■ **WHAT THE TASK ASKS**
Return the line containing "Where can you spot the man's shoulder" and every line after it through the end of the entries below, with no other lines.

Records from a data source:
◆ ◆ ◆ ◆ ◆

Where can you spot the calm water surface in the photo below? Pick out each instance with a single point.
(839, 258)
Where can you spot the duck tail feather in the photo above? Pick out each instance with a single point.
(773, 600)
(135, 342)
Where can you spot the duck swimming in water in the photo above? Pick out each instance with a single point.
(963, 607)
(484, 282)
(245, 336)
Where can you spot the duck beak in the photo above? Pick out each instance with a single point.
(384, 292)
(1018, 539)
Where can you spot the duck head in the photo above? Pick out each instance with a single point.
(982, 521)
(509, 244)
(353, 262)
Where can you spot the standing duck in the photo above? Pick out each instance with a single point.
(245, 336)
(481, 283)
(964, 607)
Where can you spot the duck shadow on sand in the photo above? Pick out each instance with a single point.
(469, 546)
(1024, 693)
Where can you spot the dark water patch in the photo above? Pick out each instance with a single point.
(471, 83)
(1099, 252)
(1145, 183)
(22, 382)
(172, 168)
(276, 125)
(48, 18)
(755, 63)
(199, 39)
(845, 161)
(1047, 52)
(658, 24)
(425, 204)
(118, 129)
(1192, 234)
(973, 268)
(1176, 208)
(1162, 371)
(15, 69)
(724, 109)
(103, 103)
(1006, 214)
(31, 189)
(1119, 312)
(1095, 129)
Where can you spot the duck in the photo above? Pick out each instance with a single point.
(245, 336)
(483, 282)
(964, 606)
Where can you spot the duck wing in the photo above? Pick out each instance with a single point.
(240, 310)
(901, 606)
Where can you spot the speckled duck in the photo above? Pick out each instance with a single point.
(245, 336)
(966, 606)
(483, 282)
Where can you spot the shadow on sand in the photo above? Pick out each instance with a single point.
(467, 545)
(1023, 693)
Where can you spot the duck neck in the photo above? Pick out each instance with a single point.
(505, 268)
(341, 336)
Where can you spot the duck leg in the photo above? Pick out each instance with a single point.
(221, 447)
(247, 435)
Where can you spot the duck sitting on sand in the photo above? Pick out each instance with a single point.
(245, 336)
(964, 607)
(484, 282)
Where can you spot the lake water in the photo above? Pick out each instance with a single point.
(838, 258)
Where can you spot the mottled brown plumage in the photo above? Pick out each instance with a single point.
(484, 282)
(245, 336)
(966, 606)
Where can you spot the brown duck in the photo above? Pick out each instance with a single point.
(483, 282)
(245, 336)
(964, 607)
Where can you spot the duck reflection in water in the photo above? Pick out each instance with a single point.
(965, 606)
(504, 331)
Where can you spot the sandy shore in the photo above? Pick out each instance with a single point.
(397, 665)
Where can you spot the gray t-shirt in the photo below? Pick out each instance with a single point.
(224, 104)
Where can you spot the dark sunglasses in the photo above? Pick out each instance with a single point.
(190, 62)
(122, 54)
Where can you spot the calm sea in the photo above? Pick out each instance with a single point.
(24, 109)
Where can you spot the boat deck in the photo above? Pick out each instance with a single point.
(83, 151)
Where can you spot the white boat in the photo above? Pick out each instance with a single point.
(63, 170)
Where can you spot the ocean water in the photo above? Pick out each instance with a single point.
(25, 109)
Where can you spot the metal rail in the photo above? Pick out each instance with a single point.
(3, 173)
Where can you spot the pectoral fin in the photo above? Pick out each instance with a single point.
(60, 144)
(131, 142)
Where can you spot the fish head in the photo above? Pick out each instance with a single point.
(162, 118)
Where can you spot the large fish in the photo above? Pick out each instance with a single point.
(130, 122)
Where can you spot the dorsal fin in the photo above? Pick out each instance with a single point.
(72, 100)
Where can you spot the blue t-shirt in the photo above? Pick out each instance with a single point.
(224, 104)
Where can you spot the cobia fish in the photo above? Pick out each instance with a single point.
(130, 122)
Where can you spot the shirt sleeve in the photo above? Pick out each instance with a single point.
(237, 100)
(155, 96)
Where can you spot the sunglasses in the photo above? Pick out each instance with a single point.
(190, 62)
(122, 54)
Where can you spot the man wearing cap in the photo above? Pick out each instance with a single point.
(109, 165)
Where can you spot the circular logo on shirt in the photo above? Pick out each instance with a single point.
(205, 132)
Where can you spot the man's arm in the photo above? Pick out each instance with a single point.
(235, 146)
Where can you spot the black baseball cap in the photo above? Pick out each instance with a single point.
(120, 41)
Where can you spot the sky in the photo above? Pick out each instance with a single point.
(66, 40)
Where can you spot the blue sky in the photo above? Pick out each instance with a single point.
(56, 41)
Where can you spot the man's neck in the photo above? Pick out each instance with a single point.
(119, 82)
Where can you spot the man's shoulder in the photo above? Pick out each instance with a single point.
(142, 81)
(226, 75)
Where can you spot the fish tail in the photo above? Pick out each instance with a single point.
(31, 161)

◆ ◆ ◆ ◆ ◆

■ **EXERCISE SOLUTION**
Where can you spot the man's shoulder in the photo above? Pick out each instance with a single point.
(142, 81)
(226, 75)
Where can you spot the fish tail in the photo above? Pick out each instance with a single point.
(31, 161)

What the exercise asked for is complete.